Provided passage.
Postgresql – SQL beginner trying to calculate total time in minutes; need help with WHERE syntax error

postgresql

I'm trying to calculate the total minutes employees were on a system.
The data, stored as 'Action' looks something like below. Note that employees log on and off multiple times a day.

INSERT INTO Activity (empid, action, log_date) VALUES
('a1', 'ON', '2019-01-01T07:00:00.000Z'),
('a1', 'OFF', '2019-01-01T07:30:00.000Z'),
('a1', 'ON', '2019-01-01T08:30:00.000Z'),
('a1', 'OFF', '2019-01-01T11:30:00.000Z'),
('a1', 'ON', '2019-01-01T12:30:00.000Z'),
('a1', 'OFF', '2019-01-01T12:45:00.000Z'),
('a2', 'ON', '2019-01-01T08:45:00.000Z'),
('a2', 'OFF', '2019-01-01T09:15:00.000Z'),
('a2', 'ON', '2019-01-01T10:00:00.000Z'),
('a2', 'OFF', '2019-01-01T11:45:00.000Z');

Below is the SQL query code that I have been working on so far, but it's returning 'Query Error: error: syntax error at or near "WHERE"'.

SELECT e.empid, CAST(e.log_date AS DATE) AS date,
SUM(DATEPART(MINUTE, CAST(e.log_date - s.log_date AS TIME))) AS work_minutes
FROM (SELECT empid, log_date
      FROM Activity
      WHERE action = 'ON') AS s
JOIN (SELECT empid
      FROM Activity
      WHERE action = 'OFF') AS e
ON e.empid = s.empid
WHERE e.log_date = (SELECT log_date
                    FROM Activity
                    LIMIT 1
                    WHERE empid = e.empid
                    AND log_date > s.log_date)

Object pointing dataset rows
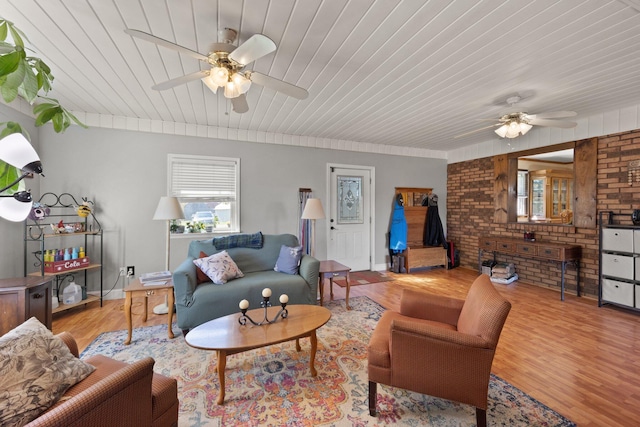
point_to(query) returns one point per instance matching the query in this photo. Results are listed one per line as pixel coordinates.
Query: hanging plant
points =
(30, 78)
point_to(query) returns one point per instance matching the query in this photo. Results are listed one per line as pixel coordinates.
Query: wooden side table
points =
(330, 270)
(22, 298)
(138, 289)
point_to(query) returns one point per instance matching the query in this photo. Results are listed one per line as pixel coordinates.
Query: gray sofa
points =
(197, 304)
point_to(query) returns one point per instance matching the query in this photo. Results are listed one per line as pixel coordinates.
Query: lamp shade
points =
(18, 152)
(168, 208)
(313, 210)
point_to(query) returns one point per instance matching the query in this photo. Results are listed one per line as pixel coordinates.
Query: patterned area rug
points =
(272, 385)
(363, 278)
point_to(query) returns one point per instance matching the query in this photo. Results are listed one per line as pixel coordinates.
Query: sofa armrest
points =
(310, 271)
(68, 339)
(122, 398)
(427, 306)
(185, 281)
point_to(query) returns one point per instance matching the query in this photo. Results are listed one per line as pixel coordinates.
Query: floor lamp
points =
(313, 210)
(168, 209)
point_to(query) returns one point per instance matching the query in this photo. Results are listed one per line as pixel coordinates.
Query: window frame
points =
(204, 161)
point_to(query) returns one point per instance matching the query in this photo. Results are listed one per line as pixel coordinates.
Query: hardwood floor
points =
(576, 358)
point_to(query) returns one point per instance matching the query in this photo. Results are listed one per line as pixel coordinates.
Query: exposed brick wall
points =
(470, 209)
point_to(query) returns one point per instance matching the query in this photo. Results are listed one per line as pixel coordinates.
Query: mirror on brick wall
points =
(549, 185)
(545, 187)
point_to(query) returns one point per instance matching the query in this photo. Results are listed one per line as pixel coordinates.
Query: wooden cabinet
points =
(619, 262)
(22, 298)
(550, 195)
(417, 255)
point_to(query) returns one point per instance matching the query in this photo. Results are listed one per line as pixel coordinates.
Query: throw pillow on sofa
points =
(219, 267)
(289, 259)
(36, 369)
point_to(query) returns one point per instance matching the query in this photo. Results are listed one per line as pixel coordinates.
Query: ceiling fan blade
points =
(256, 47)
(162, 42)
(239, 104)
(553, 115)
(477, 130)
(180, 80)
(278, 85)
(552, 123)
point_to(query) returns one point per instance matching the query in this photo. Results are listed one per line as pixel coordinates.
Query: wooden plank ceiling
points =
(405, 73)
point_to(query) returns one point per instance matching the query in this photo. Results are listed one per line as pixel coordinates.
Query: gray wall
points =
(125, 173)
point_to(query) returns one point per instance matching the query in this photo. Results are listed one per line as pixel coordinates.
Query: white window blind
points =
(204, 177)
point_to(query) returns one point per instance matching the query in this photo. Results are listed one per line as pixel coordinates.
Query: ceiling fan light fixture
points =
(502, 131)
(525, 127)
(219, 76)
(231, 90)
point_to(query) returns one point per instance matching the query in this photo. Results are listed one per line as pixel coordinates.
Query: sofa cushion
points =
(36, 369)
(289, 259)
(219, 267)
(248, 259)
(201, 277)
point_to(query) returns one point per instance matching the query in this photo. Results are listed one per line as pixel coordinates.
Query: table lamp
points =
(18, 152)
(313, 210)
(168, 209)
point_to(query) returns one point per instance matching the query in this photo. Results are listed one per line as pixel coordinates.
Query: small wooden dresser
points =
(550, 251)
(22, 298)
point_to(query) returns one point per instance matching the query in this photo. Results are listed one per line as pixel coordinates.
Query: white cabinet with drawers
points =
(619, 261)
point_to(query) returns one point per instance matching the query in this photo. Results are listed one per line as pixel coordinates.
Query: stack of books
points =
(156, 278)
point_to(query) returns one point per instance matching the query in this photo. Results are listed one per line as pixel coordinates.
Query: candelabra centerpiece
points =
(265, 303)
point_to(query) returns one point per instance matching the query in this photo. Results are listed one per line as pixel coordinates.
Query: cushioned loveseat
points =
(199, 303)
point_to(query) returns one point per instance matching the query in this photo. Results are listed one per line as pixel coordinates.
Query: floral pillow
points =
(36, 369)
(289, 260)
(219, 267)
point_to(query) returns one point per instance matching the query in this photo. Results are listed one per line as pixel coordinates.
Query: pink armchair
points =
(439, 346)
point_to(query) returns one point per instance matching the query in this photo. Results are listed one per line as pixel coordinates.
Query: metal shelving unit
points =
(40, 237)
(619, 262)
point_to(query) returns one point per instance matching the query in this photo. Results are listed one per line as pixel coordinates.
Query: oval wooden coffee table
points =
(226, 336)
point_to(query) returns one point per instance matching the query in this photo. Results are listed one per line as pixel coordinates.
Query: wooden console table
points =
(549, 251)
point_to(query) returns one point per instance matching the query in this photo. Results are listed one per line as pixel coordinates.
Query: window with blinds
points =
(209, 191)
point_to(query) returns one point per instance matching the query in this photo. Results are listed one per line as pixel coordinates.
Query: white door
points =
(349, 240)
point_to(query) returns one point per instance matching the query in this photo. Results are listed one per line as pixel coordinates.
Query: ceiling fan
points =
(227, 63)
(512, 125)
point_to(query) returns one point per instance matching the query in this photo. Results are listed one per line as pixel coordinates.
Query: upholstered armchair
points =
(439, 346)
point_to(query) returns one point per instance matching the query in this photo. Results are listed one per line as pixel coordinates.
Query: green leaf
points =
(75, 119)
(16, 34)
(41, 107)
(3, 31)
(47, 115)
(12, 127)
(9, 63)
(16, 78)
(30, 86)
(8, 93)
(58, 121)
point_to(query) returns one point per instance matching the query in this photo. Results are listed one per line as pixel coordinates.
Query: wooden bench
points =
(417, 255)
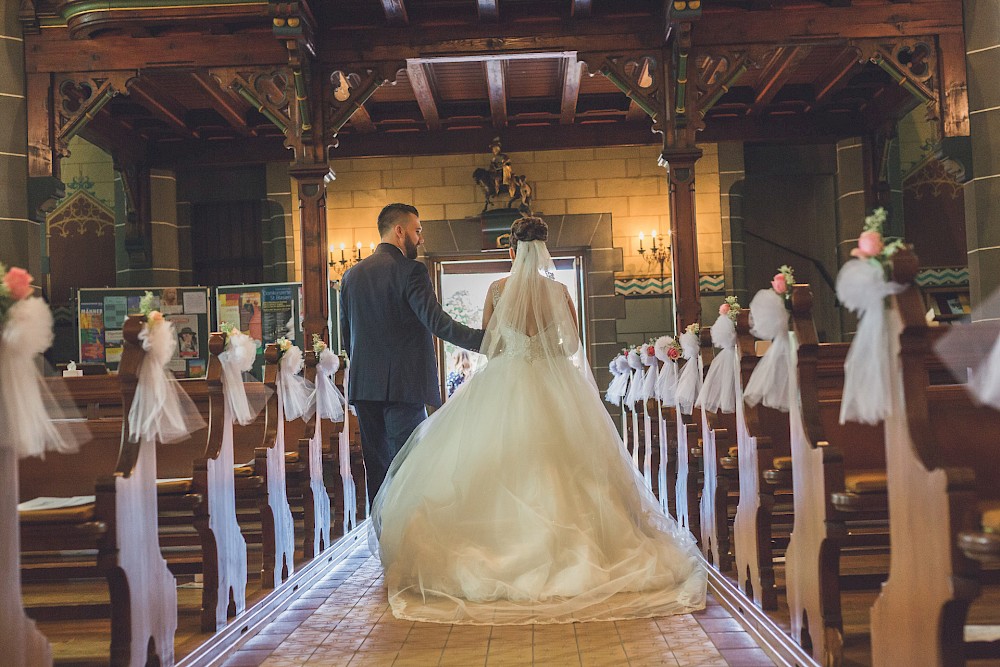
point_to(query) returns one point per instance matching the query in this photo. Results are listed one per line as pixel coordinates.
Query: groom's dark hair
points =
(389, 216)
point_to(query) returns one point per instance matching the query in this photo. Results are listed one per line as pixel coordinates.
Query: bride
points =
(517, 502)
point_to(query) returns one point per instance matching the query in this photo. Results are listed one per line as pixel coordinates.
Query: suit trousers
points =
(385, 428)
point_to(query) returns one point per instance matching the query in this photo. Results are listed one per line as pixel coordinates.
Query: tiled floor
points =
(345, 620)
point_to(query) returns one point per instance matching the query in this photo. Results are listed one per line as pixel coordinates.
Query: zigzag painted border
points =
(710, 284)
(946, 276)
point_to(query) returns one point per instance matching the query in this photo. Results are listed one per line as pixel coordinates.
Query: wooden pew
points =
(830, 461)
(277, 526)
(939, 453)
(761, 436)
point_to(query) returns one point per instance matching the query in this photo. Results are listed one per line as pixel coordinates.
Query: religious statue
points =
(499, 181)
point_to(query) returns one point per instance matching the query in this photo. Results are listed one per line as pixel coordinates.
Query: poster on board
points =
(102, 314)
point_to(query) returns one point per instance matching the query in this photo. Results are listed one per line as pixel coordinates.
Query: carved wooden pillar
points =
(684, 235)
(311, 179)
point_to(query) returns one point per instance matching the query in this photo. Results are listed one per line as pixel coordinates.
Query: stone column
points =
(684, 235)
(850, 211)
(20, 237)
(279, 260)
(731, 174)
(982, 215)
(311, 179)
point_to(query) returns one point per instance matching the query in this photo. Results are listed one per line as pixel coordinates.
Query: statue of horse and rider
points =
(498, 182)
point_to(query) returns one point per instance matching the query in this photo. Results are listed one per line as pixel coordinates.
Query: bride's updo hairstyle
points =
(527, 229)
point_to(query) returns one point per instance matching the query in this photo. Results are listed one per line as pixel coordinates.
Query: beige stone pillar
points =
(20, 237)
(982, 214)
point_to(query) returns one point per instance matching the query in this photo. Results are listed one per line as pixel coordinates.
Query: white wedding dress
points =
(516, 502)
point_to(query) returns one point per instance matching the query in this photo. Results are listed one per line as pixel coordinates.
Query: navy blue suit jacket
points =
(388, 311)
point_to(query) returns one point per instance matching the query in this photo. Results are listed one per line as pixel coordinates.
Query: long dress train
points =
(517, 502)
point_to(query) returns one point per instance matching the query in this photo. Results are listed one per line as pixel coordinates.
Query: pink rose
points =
(779, 284)
(18, 282)
(869, 245)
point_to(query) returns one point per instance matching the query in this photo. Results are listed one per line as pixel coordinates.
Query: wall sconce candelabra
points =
(658, 254)
(339, 267)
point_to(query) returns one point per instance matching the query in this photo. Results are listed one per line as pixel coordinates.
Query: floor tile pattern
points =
(345, 621)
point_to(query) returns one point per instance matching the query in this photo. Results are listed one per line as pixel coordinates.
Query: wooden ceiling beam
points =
(54, 51)
(161, 105)
(836, 76)
(361, 121)
(424, 93)
(225, 105)
(573, 69)
(395, 12)
(777, 72)
(488, 10)
(498, 92)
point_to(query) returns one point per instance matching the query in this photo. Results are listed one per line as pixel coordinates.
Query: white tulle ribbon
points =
(26, 423)
(862, 288)
(984, 381)
(237, 359)
(161, 410)
(666, 381)
(346, 474)
(652, 373)
(298, 397)
(769, 382)
(329, 400)
(689, 382)
(718, 393)
(635, 381)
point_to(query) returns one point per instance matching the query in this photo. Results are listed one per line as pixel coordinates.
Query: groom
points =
(388, 312)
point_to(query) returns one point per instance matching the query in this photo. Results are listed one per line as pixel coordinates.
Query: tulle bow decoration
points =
(329, 400)
(666, 383)
(619, 380)
(298, 396)
(237, 359)
(648, 357)
(689, 382)
(718, 394)
(862, 288)
(769, 382)
(26, 424)
(161, 410)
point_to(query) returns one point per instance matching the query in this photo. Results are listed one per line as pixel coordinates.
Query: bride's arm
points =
(488, 306)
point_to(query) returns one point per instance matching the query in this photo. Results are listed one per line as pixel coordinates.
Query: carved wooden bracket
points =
(349, 89)
(641, 76)
(271, 92)
(78, 98)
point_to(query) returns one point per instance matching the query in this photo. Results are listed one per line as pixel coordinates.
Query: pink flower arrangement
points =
(869, 245)
(779, 284)
(18, 283)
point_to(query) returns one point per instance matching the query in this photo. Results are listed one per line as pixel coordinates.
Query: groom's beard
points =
(411, 248)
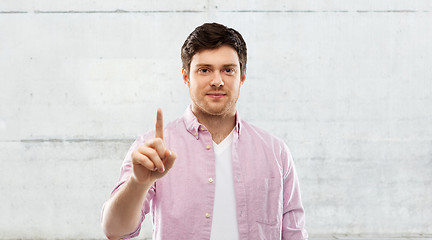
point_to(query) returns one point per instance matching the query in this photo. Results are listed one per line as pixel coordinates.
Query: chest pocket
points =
(268, 201)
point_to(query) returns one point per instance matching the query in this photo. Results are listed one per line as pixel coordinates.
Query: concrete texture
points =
(347, 84)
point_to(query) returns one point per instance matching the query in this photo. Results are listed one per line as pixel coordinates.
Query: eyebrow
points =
(209, 65)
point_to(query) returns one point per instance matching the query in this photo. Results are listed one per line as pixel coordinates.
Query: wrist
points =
(133, 181)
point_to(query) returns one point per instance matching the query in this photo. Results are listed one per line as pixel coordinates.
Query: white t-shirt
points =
(224, 222)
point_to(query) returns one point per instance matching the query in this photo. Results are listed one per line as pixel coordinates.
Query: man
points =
(230, 180)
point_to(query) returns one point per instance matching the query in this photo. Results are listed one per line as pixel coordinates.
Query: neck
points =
(219, 126)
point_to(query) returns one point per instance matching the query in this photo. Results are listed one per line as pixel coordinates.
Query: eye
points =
(229, 71)
(203, 70)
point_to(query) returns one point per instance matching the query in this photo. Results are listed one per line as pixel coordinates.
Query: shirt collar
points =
(194, 127)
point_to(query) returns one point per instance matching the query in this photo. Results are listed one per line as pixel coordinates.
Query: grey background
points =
(347, 84)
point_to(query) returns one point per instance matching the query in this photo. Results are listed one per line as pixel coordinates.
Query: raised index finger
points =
(159, 124)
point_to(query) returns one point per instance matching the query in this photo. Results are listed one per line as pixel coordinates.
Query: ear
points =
(243, 78)
(185, 77)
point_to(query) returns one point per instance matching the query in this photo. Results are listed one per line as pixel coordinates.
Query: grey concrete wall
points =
(347, 84)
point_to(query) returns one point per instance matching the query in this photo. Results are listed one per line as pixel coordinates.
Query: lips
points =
(216, 95)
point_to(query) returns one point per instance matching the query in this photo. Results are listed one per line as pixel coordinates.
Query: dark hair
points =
(211, 36)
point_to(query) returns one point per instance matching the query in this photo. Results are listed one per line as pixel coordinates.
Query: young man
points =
(230, 180)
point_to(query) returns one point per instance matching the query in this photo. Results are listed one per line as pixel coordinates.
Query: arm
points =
(293, 223)
(151, 161)
(122, 212)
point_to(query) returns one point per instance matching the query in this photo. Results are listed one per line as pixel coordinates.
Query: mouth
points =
(216, 95)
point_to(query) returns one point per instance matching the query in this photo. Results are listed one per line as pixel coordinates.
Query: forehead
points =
(224, 55)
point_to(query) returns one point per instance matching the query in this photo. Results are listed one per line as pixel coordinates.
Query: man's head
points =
(211, 36)
(214, 69)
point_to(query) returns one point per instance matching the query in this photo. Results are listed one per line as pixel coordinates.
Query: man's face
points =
(214, 81)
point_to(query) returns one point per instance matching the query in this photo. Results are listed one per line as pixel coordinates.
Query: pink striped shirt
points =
(268, 202)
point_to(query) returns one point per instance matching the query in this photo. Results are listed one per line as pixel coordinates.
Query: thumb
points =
(170, 158)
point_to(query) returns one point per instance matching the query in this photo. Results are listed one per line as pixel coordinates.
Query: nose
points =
(217, 80)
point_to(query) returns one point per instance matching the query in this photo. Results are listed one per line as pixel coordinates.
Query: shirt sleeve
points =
(293, 222)
(125, 173)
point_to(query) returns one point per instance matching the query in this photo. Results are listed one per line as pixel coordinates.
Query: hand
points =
(152, 160)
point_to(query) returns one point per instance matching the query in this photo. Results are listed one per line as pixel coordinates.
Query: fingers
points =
(149, 158)
(170, 157)
(159, 124)
(158, 145)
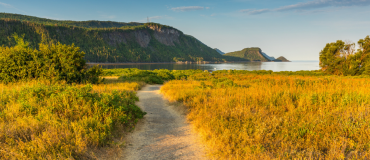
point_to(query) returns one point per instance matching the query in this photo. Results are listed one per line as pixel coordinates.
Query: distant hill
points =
(86, 24)
(222, 53)
(111, 42)
(254, 54)
(251, 54)
(282, 59)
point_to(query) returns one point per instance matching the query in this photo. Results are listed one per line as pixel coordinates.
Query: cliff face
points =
(282, 59)
(255, 54)
(251, 54)
(146, 43)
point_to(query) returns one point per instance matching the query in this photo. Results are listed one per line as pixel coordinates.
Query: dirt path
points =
(163, 133)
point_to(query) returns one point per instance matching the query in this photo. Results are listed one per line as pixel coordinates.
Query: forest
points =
(119, 42)
(342, 58)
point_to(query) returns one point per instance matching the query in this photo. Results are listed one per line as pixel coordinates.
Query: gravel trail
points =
(163, 133)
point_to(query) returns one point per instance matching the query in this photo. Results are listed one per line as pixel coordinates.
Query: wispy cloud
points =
(254, 12)
(6, 5)
(10, 6)
(151, 19)
(316, 4)
(188, 8)
(324, 3)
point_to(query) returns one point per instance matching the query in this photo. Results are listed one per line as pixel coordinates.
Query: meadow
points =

Tasks to carry out.
1. According to the PostgreSQL question, what error does the query return?
2. Do the following statements agree with the PostgreSQL question? Answer yes or no for each, quoting the words that decide it. (a) Employees log on and off only once a day. (b) The writer wants to calculate the total minutes employees were on a system. (c) Employee a2 has an OFF entry at 09:15 on 2019-01-01.

Solutions by task.
1. It returns 'Query Error: error: syntax error at or near "WHERE"'.

2.
(a) No: "Note that employees log on and off multiple times a day."
(b) Yes: "I'm trying to calculate the total minutes employees were on a system."
(c) Yes: "('a2', 'OFF', '2019-01-01T09:15:00.000Z'),"